**Items:**
****

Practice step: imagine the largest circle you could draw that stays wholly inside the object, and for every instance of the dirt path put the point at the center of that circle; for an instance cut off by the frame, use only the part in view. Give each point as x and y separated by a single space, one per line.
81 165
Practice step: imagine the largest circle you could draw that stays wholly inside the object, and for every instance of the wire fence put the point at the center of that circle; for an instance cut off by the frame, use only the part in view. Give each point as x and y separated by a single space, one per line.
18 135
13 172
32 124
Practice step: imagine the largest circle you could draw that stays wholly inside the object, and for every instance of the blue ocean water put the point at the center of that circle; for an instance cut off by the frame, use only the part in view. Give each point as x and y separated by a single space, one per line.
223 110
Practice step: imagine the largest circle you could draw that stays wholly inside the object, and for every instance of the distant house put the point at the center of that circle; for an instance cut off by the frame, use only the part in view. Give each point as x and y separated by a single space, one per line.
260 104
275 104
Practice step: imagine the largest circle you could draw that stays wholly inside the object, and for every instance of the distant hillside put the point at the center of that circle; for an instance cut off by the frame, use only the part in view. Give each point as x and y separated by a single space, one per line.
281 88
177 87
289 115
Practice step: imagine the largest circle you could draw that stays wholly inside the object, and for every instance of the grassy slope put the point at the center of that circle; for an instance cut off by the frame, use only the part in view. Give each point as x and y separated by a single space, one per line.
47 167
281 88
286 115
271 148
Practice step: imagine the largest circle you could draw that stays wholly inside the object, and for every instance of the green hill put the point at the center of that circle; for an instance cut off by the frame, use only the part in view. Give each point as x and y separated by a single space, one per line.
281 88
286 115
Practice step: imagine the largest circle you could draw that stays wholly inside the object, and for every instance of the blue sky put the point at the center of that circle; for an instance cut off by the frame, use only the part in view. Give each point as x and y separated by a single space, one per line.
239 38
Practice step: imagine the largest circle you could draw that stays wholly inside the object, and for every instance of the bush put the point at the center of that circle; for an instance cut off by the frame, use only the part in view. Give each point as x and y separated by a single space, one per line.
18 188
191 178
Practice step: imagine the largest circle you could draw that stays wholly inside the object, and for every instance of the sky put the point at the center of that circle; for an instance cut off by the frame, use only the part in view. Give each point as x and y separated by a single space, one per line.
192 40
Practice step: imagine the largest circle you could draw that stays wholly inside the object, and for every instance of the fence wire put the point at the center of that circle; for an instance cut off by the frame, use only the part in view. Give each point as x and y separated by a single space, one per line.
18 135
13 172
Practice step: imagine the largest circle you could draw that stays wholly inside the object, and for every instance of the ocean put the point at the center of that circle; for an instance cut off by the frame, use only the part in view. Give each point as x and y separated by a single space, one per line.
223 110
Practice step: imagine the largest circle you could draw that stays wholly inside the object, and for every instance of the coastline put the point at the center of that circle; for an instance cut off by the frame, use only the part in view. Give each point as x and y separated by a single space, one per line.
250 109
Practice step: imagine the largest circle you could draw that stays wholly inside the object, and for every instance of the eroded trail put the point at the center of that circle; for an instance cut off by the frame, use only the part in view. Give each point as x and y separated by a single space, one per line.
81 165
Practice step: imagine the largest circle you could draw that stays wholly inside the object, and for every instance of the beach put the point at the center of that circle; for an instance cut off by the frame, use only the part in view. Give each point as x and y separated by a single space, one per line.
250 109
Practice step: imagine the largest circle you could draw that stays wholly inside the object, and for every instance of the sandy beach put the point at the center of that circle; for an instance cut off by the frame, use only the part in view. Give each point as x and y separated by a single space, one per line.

****

**Your instructions:** Starting with the line that contains "of the beach", output every line through the end of the listing above, unchanged.

**Response to the exercise:**
Practice step: imagine the largest circle you could draw that stays wholly inside the object, and for every instance of the beach put the point at the center of that circle; for an instance cut off by the frame, use only the part in view. Give each point as x and y separated by a single space, one per line.
250 109
Practice step: imagine the largest circle you could draw that stays wholly inside the object, and for every instance of the sandy beach put the point at the center of that circle; for an instance cut off by the frame, use only the part in view. Give each point as x and y separated by a single space, one per line.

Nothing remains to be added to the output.